AIM OF THE EXERCISE: Write out the entire article on flu cases in Flathead County, word for word.

SELECTED EXTRACT:
.....

Flu Cases Top 800 in Flathead County

Montana has minimal flu activity compared to rest of the country, but Flathead County continues to lead state with most cases

By Molly Priddy
The Intermediate Care unit at Kalispell Regional Medical Center. Beacon File Photo

The 2017-2018 flu season continues to roll through the state and country, with Flathead County showing the most cases of any county in the state.

Influenza is making the rounds throughout the state this winter, though Montana as a whole is largely escaping the bulk of the flu when compared to other states.

As of the week of Feb. 17, Flathead County had 121 new cases of influenza A and B, with 73 influenza A cases and 48 influenza B cases, according to the state Department of Public Health and Human Services.

Lisa Dennison, infectious disease coordinator for the Flathead City-County Health Department, said 819 cases of influenza have been reported altogether, the most in any county in the state.

“And those are the just ones that were reported to us,” Dennison said. “The season definitely seems to be a heavier flu season.”

.....

RAW DATA:

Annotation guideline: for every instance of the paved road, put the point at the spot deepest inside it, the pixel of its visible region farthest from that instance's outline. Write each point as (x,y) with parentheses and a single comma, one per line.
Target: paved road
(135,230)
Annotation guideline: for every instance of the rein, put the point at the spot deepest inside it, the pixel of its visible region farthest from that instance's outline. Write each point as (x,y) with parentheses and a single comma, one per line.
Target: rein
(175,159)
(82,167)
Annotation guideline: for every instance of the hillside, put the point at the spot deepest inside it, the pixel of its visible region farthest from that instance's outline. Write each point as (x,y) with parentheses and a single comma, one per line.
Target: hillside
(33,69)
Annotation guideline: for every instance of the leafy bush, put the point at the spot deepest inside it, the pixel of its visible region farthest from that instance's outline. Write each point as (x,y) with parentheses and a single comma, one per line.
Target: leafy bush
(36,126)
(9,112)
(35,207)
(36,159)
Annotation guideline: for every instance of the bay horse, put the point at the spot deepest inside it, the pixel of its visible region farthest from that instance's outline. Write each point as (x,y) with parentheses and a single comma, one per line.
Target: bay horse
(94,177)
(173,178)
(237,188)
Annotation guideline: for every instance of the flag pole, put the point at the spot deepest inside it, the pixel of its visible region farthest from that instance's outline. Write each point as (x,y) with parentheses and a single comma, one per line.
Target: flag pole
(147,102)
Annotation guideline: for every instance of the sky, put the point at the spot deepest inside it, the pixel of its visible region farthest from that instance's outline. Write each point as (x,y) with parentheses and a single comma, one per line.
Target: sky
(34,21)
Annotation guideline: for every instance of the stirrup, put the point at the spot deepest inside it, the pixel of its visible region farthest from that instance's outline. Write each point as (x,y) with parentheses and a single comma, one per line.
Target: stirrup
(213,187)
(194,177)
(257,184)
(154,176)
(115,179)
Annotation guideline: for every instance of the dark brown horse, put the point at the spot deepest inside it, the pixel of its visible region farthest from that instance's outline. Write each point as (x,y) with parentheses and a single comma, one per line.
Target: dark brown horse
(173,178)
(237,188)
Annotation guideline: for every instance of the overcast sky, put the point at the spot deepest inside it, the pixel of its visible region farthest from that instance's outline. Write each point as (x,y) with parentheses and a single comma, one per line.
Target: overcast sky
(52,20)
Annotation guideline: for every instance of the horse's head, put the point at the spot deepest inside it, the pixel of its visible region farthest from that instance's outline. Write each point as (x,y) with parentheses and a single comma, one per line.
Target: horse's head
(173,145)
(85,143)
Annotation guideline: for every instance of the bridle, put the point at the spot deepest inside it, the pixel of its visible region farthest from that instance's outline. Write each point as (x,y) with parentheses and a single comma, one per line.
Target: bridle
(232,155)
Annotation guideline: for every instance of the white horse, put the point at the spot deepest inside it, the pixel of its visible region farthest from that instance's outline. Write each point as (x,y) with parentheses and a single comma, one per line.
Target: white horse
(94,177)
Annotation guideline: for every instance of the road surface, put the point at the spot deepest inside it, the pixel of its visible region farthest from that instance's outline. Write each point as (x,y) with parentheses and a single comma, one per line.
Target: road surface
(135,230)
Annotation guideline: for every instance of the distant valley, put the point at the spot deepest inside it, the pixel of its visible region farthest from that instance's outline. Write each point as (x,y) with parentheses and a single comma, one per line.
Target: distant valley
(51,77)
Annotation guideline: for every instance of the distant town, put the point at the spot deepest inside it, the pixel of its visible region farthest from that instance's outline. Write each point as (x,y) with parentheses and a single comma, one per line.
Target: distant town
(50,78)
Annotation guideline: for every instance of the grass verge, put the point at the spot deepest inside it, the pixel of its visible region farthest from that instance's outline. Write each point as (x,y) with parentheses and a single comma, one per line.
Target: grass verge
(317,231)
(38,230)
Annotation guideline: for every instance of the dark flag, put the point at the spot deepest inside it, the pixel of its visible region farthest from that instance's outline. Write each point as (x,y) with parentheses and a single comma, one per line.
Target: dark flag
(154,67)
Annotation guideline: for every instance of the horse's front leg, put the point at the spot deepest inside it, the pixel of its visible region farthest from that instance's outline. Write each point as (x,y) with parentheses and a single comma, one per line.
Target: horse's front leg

.....

TASK ANSWER:
Flu Cases Top 800 in Flathead County

Montana has minimal flu activity compared to rest of the country, but Flathead County continues to lead state with most cases

By Molly Priddy
The Intermediate Care unit at Kalispell Regional Medical Center. Beacon File Photo

The 2017-2018 flu season continues to roll through the state and country, with Flathead County showing the most cases of any county in the state.

Influenza is making the rounds throughout the state this winter, though Montana as a whole is largely escaping the bulk of the flu when compared to other states.

As of the week of Feb. 17, Flathead County had 121 new cases of influenza A and B, with 73 influenza A cases and 48 influenza B cases, according to the state Department of Public Health and Human Services.

Lisa Dennison, infectious disease coordinator for the Flathead City-County Health Department, said 819 cases of influenza have been reported altogether, the most in any county in the state.

“And those are the just ones that were reported to us,” Dennison said. “The season definitely seems to be a heavier flu season.”